# Stated exercise 1
From the IFRT prototype pull request thread below, list every capability that the thread says is not yet implemented or supported in the IFRT path.
# Stated exercise 2
Extend the IFRT prototype pull request thread below, picking up after its final comment.

# Passage given
------------------------------------
IFRT prototype by will-cromar · Pull Request #5677 · pytorch/xla

will-cromar · 2023-10-05T17:40:52Z

Implement new ComputationClient with IFRT, which currently just wraps PJRT.
- Enable IFRT wrapper with XLA_USE_IFRT=1
Move PJRT client initialization into initialize_pjrt.cc/h since IFRT wraps the same PjRtClient.
Minor fixes to existing pjrt_computation_client:
- Make spmd_device_str const
- Change the owned PjRtClient to a unique_ptr. Only SE:TPU required us to use shared_ptr, which is now removed.

There's still some opportunities to refactor common functionality up to ComputationClient, but I'm trying to minimize changes to the high-level API for this PR.

IFRT is still highly experimental. Use at your own risk. See my comments below for caveats and limitations.

will-cromar · 2023-10-19T23:43:07Z

At this point, I am able to run our SPMD ResNet50 example successfully, but it's extremely slow. Any case where I resharded an array, I chose "copy" semantics for safety. I'll have to take another pass and carefully think through the ownership of the underlying data, since the excessive copies are likely contributing to poor performance.

Sharded execution does not appear to be implemented at all within the IFRT/PJRT wrapper, so I marked that method unimplemented for now. Likewise, I xla::ifrt::HloSharding (a wrapper over xla::HloSharding) is not implemented in the wrapper, so we'll have to carry the xla::OpSharding in our own object for now.

Dynamic shape is currently unsupported by xla::ifrt::Shape.

Until we have feature parity, I will keep IFRT as a separate ComputationClient implementation so we don't break PJRT.
------------------------------------
# Provided data

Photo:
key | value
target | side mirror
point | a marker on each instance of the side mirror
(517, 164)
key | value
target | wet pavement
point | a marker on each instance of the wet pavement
------------------------------------
# Final answer 1
- Sharded execution within the IFRT/PJRT wrapper (the method is marked unimplemented)
- xla::ifrt::HloSharding, the wrapper over xla::HloSharding (not implemented in the wrapper)
- Dynamic shape (unsupported by xla::ifrt::Shape)

# Final answer 2
will-cromar · 2023-12-01T00:00:14Z

Coming back to this PR (finally) after merging supporting changes in separate PRs. Performance is significantly better after rebasing -- it only lags PJRT by ~10% on ResNet50 now, compared to 80% in my first draft. There's still room for optimization, particularly around reducing the number of copies used when transforming IFRT arrays.

IFRT is still highly experimental in this state. Known outstanding issues other than performance:

The IFRT/PJRT wrapper now natively supports xla::HloSharding, but I'm still getting errors at the current XLA pin. I'd like to try again after another pin update since this support was only added in October.
Sharded execution (aka multiprocess) is completely unsupported in IFRT.
Dynamic shapes can't be represented by xla::ifrt::Shape.

I'll clean up this PR and send it for review as an optional/experimental setting.

will-cromar · 2023-12-01T19:00:45Z

Performance on LLama 7B is not bad! It's somewhere between PJRT now and PJRT before I started working on some optimizations this month:

Totally decoded 1007 tokens in 7.03615 seconds

JackCaoG · 2023-12-04T20:46:10Z

If you don't intend to merge this for 2.2 release, I will hold on the review until the branch cut.

will-cromar · 2023-12-04T20:58:14Z

Merging after the cut sounds good to me. This won't be useful in the 2.2 release.

JackCaoG · 2023-12-12T21:14:05Z

I will take a look today

JackCaoG · 2023-12-13T00:12:10Z

+
+// Builds a map from the device's global ordinal to its index in the `devices`
+// array.
+std::unordered_map<int, int> build_index_map(


for these utils, can we share between pjrt and ifrt? so they are actually different?

This was intentional. I wanted to minimize changes to common code, and ideally we would be able to remove the PJRT computation client at some point. Would you prefer I try to factor out all common functionality in this PR?

JackCaoG · 2023-12-13T00:14:16Z

+}
+
+IfrtComputationClient::IfrtComputationClient() {
+  std::string device_type = sys_util::GetEnvString(env::kEnvPjRtDevice, "");


let's do a grep of pjrt in this file and replace them with ifrt. Through I am curious did you intend to query the EnvPjrtDevice here?

Yeah, see #5677 (comment)

JackCaoG · 2023-12-13T00:16:49Z

+    const std::vector<DataPtr>& shards, std::string device, xla::Shape shape,
+    xla::OpSharding sharding) {
+  // TODO: implement CreateDataPlaceholder for sharded data
+  if (shards.size() == 0) {


is there a legit use case of shards.zie() == 0?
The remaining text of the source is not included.